The invention of the compound microscope by Janssen in the 16th century and the subsequent improvement of its optical resolution by Leeuwenhoek gave rise to the early descriptions of the microcirculation and its responses to inflammation. Eighteenth-century applications of the microscope lead to descriptions of blood flow changes in inflamed tissue and the proposal by Gaubius that inflammation can promote the “disposition to coagulation.” In 1794, John Hunter first used the term angiogenesis to describe the development of growing blood vessels in healing wounds. Dutrochet (1824) provided the first description of the “sticking” and emigration of white cells (described as “vesicular globules”) in blood vessels during acute inflammation, while the first explicit description of leukocyte rolling is attributed to Wagner in 1839. Cohnheim’s (1867) classical descriptions of vascular events in thin, transparent tissues in vivo lead him to postulate that “molecular alteration in the vessel walls” underlies the sticking of leukocytes in inflamed microvessels, while their subsequent emigration was attributed to mechanical filtration. Metchnikoff (1893), on the other hand, assigned a more important role for the leukocyte in the emigration process, stating that “the migration is effected by the amoeboid power of the leukocytes.” Cohnheim’s observations also lead him to speculate that augmented “porousness” of the vessel wall explain the enhanced fluid and protein transudation in inflamed tissue [8,9,1821].

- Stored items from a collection
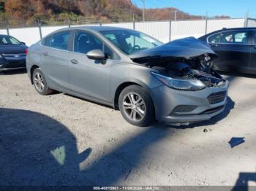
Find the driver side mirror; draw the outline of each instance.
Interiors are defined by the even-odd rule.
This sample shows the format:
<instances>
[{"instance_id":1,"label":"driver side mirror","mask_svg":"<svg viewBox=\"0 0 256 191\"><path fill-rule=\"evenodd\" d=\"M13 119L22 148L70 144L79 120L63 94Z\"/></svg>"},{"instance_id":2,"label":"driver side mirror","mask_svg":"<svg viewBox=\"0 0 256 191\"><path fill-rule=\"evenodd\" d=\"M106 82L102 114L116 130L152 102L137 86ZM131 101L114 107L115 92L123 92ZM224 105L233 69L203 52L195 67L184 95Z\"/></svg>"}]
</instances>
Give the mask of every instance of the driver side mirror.
<instances>
[{"instance_id":1,"label":"driver side mirror","mask_svg":"<svg viewBox=\"0 0 256 191\"><path fill-rule=\"evenodd\" d=\"M87 58L91 60L103 61L106 60L104 52L99 49L91 50L86 54Z\"/></svg>"}]
</instances>

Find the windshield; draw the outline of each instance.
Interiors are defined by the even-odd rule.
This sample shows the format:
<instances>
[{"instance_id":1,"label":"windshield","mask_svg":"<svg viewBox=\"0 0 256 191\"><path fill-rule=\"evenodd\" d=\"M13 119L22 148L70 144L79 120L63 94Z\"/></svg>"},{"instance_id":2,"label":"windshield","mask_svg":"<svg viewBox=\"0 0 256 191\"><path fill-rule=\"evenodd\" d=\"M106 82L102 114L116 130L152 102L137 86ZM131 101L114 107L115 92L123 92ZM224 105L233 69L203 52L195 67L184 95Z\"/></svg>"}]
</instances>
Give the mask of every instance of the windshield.
<instances>
[{"instance_id":1,"label":"windshield","mask_svg":"<svg viewBox=\"0 0 256 191\"><path fill-rule=\"evenodd\" d=\"M157 39L136 31L115 30L100 33L127 55L162 44Z\"/></svg>"},{"instance_id":2,"label":"windshield","mask_svg":"<svg viewBox=\"0 0 256 191\"><path fill-rule=\"evenodd\" d=\"M0 36L0 45L20 44L15 38L10 36Z\"/></svg>"}]
</instances>

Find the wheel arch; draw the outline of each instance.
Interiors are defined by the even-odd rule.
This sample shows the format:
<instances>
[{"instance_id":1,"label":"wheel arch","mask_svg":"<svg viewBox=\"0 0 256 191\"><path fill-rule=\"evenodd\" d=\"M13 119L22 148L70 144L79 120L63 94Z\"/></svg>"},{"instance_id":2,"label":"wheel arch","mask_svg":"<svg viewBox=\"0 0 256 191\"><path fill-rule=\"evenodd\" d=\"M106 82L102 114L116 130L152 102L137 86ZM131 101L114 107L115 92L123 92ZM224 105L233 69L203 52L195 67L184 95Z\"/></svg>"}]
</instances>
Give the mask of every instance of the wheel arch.
<instances>
[{"instance_id":1,"label":"wheel arch","mask_svg":"<svg viewBox=\"0 0 256 191\"><path fill-rule=\"evenodd\" d=\"M149 87L145 83L138 80L129 80L129 81L122 82L118 86L114 94L113 106L115 109L118 109L118 99L119 99L120 93L124 88L130 85L138 85L140 87L144 87L145 90L146 90L146 91L148 93L153 102L154 109L155 109L154 101L153 100L151 93L150 93Z\"/></svg>"},{"instance_id":2,"label":"wheel arch","mask_svg":"<svg viewBox=\"0 0 256 191\"><path fill-rule=\"evenodd\" d=\"M38 69L39 66L37 65L33 65L30 69L30 81L32 85L34 85L33 82L33 72L36 69Z\"/></svg>"}]
</instances>

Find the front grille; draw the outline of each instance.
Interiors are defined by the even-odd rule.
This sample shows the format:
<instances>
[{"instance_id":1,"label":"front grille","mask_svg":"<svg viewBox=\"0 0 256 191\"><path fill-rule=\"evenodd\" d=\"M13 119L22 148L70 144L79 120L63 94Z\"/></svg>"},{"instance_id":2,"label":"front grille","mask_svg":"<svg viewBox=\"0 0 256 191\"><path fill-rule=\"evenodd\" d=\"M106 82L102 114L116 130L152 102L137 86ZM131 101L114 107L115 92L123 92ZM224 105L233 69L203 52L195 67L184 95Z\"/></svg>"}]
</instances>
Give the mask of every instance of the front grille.
<instances>
[{"instance_id":1,"label":"front grille","mask_svg":"<svg viewBox=\"0 0 256 191\"><path fill-rule=\"evenodd\" d=\"M170 115L177 116L181 115L182 113L191 112L195 110L197 106L187 106L187 105L181 105L176 106Z\"/></svg>"},{"instance_id":2,"label":"front grille","mask_svg":"<svg viewBox=\"0 0 256 191\"><path fill-rule=\"evenodd\" d=\"M224 108L224 106L218 106L218 107L216 107L216 108L210 109L204 111L203 112L201 113L201 114L212 114L212 113L217 112L222 109L223 108Z\"/></svg>"},{"instance_id":3,"label":"front grille","mask_svg":"<svg viewBox=\"0 0 256 191\"><path fill-rule=\"evenodd\" d=\"M222 102L226 97L227 92L213 93L208 97L210 104L216 104Z\"/></svg>"}]
</instances>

- TASK STATEMENT
Decide whether each statement agrees with the passage on early studies of inflammation, answering yes or no and quoting the deciding words: (a) John Hunter first used the term angiogenesis in 1794; (b) Dutrochet gave the first explicit description of leukocyte rolling; (c) Cohnheim attributed the emigration of leukocytes to mechanical filtration.

- RESPONSE
(a) Yes: "In 1794, John Hunter first used the term angiogenesis to describe the development of growing blood vessels in healing wounds."
(b) No: "the first explicit description of leukocyte rolling is attributed to Wagner in 1839."
(c) Yes: "while their subsequent emigration was attributed to mechanical filtration."